> _TASK DESCRIPTION_: Every line of the material has to be retyped exactly.

──────── DATA SHOWN

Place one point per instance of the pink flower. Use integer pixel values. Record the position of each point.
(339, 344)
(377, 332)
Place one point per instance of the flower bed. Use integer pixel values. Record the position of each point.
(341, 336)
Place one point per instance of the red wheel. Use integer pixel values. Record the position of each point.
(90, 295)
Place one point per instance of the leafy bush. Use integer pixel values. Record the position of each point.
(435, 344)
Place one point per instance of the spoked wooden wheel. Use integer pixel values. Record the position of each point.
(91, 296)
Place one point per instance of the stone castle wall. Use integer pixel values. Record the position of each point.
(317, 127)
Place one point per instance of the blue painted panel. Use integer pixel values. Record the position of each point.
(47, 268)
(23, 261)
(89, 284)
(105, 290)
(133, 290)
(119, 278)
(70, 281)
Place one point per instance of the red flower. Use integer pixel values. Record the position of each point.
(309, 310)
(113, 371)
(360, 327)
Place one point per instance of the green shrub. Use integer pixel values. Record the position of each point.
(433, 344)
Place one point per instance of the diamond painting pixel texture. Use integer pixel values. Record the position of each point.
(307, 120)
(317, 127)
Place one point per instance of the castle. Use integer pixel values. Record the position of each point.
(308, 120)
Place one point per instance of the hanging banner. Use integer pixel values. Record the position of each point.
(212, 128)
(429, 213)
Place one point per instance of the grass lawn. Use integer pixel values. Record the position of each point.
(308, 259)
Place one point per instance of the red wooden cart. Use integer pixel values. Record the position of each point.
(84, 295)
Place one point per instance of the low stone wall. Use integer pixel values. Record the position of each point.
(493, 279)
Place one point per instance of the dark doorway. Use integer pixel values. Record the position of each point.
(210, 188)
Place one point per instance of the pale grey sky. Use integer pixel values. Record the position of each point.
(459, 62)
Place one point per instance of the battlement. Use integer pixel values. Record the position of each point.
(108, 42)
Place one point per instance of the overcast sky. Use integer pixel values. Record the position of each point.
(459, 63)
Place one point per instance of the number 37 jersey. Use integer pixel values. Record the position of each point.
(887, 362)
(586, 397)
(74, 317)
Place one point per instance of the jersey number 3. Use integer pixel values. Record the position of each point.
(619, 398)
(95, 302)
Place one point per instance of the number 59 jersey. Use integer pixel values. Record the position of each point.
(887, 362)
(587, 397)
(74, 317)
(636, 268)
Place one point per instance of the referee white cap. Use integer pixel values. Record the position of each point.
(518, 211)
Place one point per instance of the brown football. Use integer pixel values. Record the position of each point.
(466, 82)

────────────────

> _SOLUTION TO THIS PROBLEM_:
Place one point per instance of the pink flower. Use integer pixel values. Record the position of each point.
(339, 344)
(377, 332)
Place one point per instance of the flower bed. Use integer pixel values. Record the position of each point.
(341, 336)
Place one point per instance of the red wheel. Use integer pixel values. Record the position of each point.
(90, 295)
Place one point per instance of the leafy bush. Use integer pixel values. Record the position of each point.
(435, 344)
Place one point per instance of the spoked wooden wheel. Use integer pixel values. Record the position of each point.
(91, 296)
Place one point per instance of the stone castle wall. Use integer pixel values. Record the position of each point.
(317, 127)
Place one point per instance of the blue painted panel. Use integer pixel values. Record the position of each point.
(47, 268)
(23, 261)
(89, 284)
(105, 290)
(133, 290)
(119, 278)
(70, 281)
Place one point per instance of the red flower. Use integer pixel values. Record the position of each point.
(309, 310)
(113, 371)
(360, 327)
Place one point per instance of the green shrub. Use integer pixel values. Record the position of each point.
(433, 344)
Place one point per instance of the diamond painting pixel texture. Use integer pixel values. Record the position of each point.
(307, 120)
(317, 127)
Place one point per instance of the castle. Use integer pixel values. Record the position of each point.
(308, 120)
Place one point per instance of the hanging banner. Use integer pixel values. Record the position of each point.
(212, 128)
(429, 213)
Place one point per instance of the grass lawn. Use integer pixel values. Record the position of each point.
(308, 259)
Place one point per instance of the red wooden cart. Use integer pixel values. Record the position of each point.
(84, 295)
Place one point per instance of the low stone wall. Use integer pixel values. Record the position of each point.
(493, 279)
Place one point per instance of the dark doorway. Use integer pixel values. Record the position of each point.
(210, 188)
Place one point per instance of the pale grey sky. Use integer pixel values. Record the position of each point.
(459, 62)
Place one point per instance of the battlement. Use integer pixel values. Record the position of each point.
(108, 42)
Place one point per instance of the overcast sky. Use integer pixel values. Record the position of each point.
(459, 63)
Place one point per instance of the number 37 jersey. Use integer pixel values. Record the position of each point.
(887, 362)
(586, 397)
(74, 317)
Place one point per instance of the jersey number 3. Use integer pixel values. Record the position of each point.
(619, 398)
(95, 302)
Place one point per instance of the number 59 jersey. Use integer pixel values. Record the position of each point.
(887, 362)
(587, 397)
(74, 317)
(636, 268)
Place one point per instance of the referee white cap. Use integer pixel values. Record the position of each point.
(518, 211)
Place one point per instance of the brown football. Use integer pixel values. Record the position of each point.
(466, 82)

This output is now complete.